● **WHAT YOU SHOULD DO**:
Return the entries below in their exact form, leaving the pictures out.

^^^^^^^^^^^^^^^^

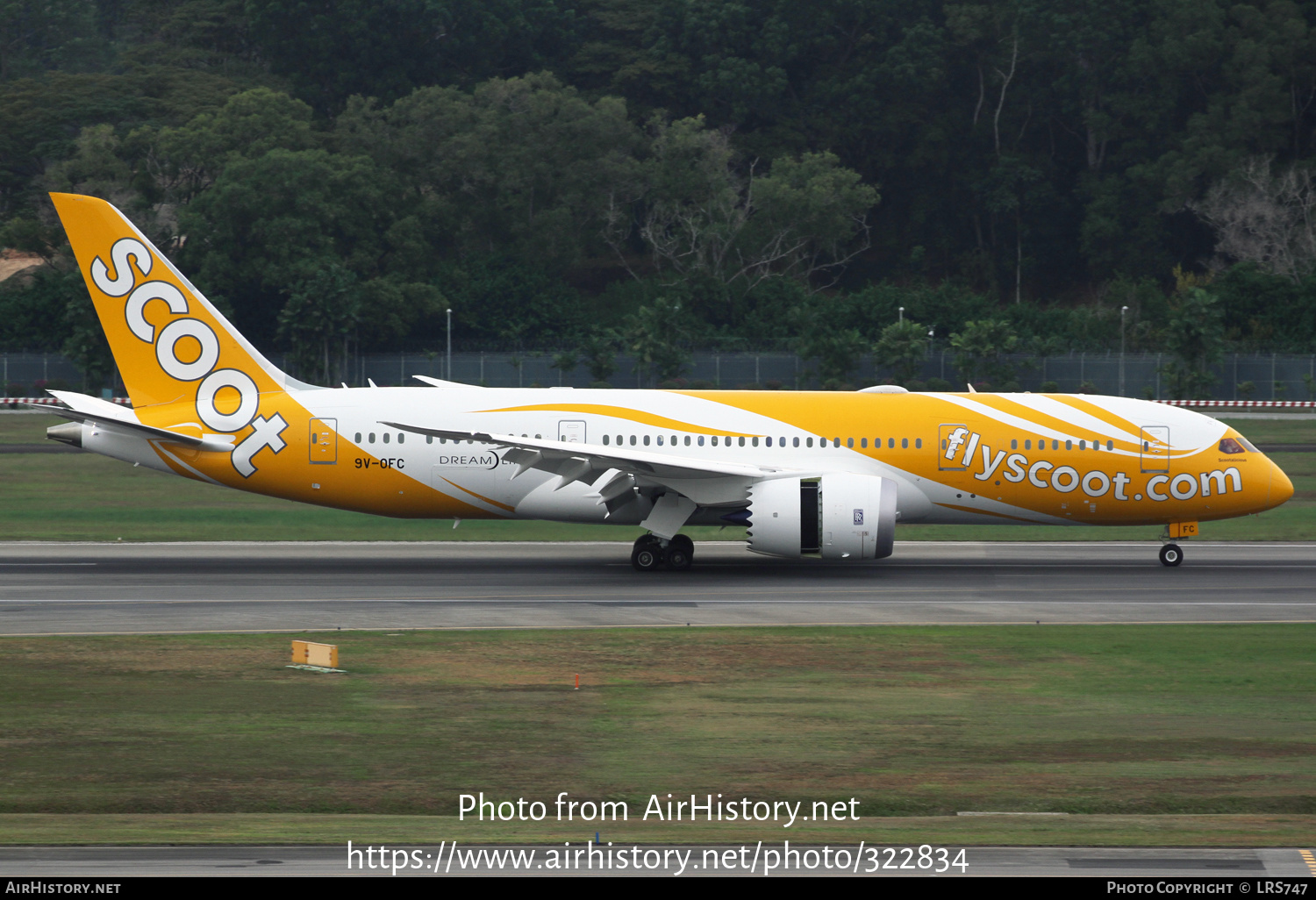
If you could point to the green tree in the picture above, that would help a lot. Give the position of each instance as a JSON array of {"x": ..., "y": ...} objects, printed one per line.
[
  {"x": 829, "y": 347},
  {"x": 318, "y": 320},
  {"x": 599, "y": 350},
  {"x": 186, "y": 160},
  {"x": 1195, "y": 336},
  {"x": 334, "y": 50},
  {"x": 657, "y": 337},
  {"x": 979, "y": 350},
  {"x": 268, "y": 225},
  {"x": 521, "y": 166},
  {"x": 903, "y": 346},
  {"x": 703, "y": 220}
]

^^^^^^^^^^^^^^^^

● **OUTPUT**:
If you could point to the green tree in the picture above, that would help a lot. Give the position of each instance as a JSON array of {"x": ..., "y": ...} objects, printed one per line.
[
  {"x": 829, "y": 347},
  {"x": 318, "y": 320},
  {"x": 599, "y": 350},
  {"x": 186, "y": 160},
  {"x": 1195, "y": 336},
  {"x": 334, "y": 50},
  {"x": 657, "y": 337},
  {"x": 979, "y": 350},
  {"x": 268, "y": 225},
  {"x": 521, "y": 166},
  {"x": 903, "y": 346},
  {"x": 703, "y": 220}
]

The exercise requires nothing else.